====== PROVIDED PASSAGE ======
Whedon has spent four issues building up his "mutant cure" plot at a steady, but still exciting, pace, and seems to be having a great time drawing all of the humour and conflict he can out of these characters. Rather satisfyingly, he's picked up pretty much where Grant Morrison left off with Beast, Cyclops, and Emma Frost (three of the characters who Morrison had the best handle on), and the arc he's setting up for Kitty Pride looks pretty interesting too.
Sharp as Cassiday's artwork is, I think I prefer him when he's working on slightly grander material than this, but he still brings a suitible amount of drama to proceedings without going way over the score, so yeah, this is good stuff.
Sleeper (season 2) #1-3, by Ed Brubaker, Sean Philips, and others
Jesus christ this book is bleak. Every month I wonder how Brubaker and Philips are going to move the plot forward, and every month they surprise me by putting Holden Carver in a position even more morally precarious than the last one. Philips' art is a think of monumental beauty here -- the noirish world of super-powered espionage that he depicts is truly oppressive. Just as in Burbaker's narrative there are no clear sides for Carver to take; no easy ways for him to get out of his position as exposed double-agent. If the evident pleasure that I take in this set-up sounds sadistic then it shouldn't -- the reason I come back to this book month after month is in the hope of seeing some sort of light here, even though I know I probably wont. In the end, though, this conflict between hope and the constant deepening of the mess Carver's in is hugely compelling, and Philips' unusual panel arrangements emphasise this fantastically, pushing your eye all over the place without ever once losing focus, and giving the impression of a world at once chaotic and controlled in the process.
Street Angel #1-2, by Jim Rugg and Brian Maruca
Ninjas, pirates, time travel -- this comic's got it all, really. It's about a homeless teenage girl who, like, kicks a lot of ass or something, and it's basically one big ball of violent, childish play that's written with a sort of lunatic wit and drawn in a style that is reminiscent of various alternative comic book artists without being derivative of any one of them in particular. In fact, now that I think about it, reading the first two issues of this comic was kinda like reading the last two issues of Love & Rockets but without the sense that there was more to it than the surface rush. This shouldn't be read as a crticism of Street Angel though -- it's a good pop comic, and there's absolutely nothing wrong with that.
That's it for now, but I might do short reviews of a couple of other comics later in the week if the mood takes me. Take care out there!
Sunday, August 29, 2004
As both Marc Singer and Kieron Gillen have noted, and as is surely obvious to anyone with a functional set of eyeballs, this is one formally exciting comic book. Phrasing it that way makes it sound really dry though, and gives entirely the wrong impression -- as Kieron has already commented, We3 is a very physical comic book, and its formal trickiness is an un-ignorable part of its visceral appeal.
On a story level it's definitely one of Morrison's simpler works: it's about three animals ( a dog, a cat, and rabbit) who have been turned into armour-plated killing machines. When the small-scale government project responsible for their modification is spotlighted for further development, the decision is made to dispose of these prototypes (that'd be our furry friends, by the way) in order to pave the way for a new generation of biorgs that have been bred for the job. The scientist who is closest to the creatures sets into motion a chain of events that allows the animals to escape and... That's it so far. As story ideas go, this may sound pretty silly and predictable, but believe me when I say that the execution really sells the plot this time round.
======
» TASK TO COMPLETE:
In the comics reviews, rewrite the section starting with "That's it for" and going on through "its visceral appeal.", using "graphic novel" wherever "comic book" appears.
====== LISTED ENTRIES ======
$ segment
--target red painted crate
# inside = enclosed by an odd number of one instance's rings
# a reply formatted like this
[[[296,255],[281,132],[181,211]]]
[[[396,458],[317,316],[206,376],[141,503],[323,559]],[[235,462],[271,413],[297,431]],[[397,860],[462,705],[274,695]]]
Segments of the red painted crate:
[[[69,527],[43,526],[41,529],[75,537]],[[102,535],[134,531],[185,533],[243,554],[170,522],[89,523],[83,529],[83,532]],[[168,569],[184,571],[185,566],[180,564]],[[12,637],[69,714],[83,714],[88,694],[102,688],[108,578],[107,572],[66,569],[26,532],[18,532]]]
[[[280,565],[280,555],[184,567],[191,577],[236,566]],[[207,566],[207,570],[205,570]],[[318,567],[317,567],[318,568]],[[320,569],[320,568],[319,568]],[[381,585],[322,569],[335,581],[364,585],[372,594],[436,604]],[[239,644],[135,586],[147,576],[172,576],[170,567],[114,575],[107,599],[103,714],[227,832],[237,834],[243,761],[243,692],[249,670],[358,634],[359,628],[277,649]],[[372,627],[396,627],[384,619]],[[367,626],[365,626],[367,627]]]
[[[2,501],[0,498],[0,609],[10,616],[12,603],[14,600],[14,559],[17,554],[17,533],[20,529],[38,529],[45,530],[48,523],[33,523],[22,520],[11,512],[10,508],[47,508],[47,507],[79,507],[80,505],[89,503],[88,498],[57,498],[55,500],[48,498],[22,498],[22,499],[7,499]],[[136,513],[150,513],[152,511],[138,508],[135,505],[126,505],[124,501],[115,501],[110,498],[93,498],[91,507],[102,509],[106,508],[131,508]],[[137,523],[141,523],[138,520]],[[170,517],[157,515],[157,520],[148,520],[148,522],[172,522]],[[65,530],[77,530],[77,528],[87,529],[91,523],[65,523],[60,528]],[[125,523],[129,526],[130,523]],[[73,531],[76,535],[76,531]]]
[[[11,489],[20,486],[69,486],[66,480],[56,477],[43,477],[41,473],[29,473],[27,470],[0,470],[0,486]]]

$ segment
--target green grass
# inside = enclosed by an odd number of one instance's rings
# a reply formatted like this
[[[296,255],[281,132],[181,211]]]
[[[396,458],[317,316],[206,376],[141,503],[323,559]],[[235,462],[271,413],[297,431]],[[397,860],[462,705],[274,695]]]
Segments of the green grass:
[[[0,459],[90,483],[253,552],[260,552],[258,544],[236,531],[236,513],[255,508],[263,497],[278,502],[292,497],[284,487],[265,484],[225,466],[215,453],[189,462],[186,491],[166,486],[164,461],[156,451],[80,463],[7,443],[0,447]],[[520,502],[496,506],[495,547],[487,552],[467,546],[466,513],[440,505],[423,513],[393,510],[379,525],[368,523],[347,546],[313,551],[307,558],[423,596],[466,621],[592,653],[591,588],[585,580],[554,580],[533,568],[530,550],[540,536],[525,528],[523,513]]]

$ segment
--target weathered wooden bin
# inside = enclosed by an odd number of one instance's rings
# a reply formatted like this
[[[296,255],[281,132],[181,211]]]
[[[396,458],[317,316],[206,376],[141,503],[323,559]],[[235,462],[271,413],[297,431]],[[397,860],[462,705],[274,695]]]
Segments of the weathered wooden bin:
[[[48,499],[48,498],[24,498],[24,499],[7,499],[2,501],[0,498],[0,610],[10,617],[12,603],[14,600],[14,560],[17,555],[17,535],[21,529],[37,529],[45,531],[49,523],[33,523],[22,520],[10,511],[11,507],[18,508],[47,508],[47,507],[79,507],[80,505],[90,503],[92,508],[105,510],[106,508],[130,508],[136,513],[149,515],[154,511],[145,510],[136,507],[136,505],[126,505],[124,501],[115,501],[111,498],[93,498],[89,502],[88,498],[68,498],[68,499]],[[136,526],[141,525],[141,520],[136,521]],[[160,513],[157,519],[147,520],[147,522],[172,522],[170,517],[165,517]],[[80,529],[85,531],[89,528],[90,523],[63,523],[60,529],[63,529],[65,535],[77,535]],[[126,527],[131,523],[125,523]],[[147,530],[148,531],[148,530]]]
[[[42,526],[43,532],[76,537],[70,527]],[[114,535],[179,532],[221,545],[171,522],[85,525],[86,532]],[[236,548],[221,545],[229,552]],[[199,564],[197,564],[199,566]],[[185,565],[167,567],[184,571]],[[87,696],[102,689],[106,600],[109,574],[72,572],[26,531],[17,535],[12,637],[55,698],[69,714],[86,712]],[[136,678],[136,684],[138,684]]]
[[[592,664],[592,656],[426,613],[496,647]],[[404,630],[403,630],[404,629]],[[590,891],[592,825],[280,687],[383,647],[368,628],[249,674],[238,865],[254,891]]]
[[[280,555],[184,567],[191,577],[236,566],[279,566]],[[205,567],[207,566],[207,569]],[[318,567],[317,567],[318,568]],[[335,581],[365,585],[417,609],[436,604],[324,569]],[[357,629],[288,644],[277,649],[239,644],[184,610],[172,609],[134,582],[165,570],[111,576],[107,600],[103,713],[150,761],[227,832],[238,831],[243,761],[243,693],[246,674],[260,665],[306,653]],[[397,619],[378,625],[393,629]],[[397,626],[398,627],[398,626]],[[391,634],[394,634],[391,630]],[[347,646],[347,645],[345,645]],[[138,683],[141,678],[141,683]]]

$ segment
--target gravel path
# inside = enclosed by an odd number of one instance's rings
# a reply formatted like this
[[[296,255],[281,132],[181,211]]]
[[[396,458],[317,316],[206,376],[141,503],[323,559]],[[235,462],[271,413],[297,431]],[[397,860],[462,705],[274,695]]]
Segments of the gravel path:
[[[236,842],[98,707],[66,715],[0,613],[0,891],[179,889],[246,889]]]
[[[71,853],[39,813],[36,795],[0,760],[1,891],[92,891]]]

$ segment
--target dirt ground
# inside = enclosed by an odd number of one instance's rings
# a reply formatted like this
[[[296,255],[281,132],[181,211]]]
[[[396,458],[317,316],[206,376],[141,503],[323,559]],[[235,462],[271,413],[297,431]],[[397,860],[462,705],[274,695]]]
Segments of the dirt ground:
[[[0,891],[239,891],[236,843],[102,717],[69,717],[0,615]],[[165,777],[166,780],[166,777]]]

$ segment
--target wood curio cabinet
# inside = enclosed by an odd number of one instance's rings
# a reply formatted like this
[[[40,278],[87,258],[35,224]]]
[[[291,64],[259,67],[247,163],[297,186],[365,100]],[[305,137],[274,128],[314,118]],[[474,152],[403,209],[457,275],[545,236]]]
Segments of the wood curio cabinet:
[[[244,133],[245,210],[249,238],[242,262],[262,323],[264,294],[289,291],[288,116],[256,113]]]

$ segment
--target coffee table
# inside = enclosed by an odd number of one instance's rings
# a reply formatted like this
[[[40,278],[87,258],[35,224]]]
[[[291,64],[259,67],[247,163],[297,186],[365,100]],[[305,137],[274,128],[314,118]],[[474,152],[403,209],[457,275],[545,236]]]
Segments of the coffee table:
======
» SOLUTION FOR THIS TASK:
That's it for now, but I might do short reviews of a couple of other comics later in the week if the mood takes me. Take care out there!
Sunday, August 29, 2004
As both Marc Singer and Kieron Gillen have noted, and as is surely obvious to anyone with a functional set of eyeballs, this is one formally exciting graphic novel. Phrasing it that way makes it sound really dry though, and gives entirely the wrong impression -- as Kieron has already commented, We3 is a very physical graphic novel, and its formal trickiness is an un-ignorable part of its visceral appeal.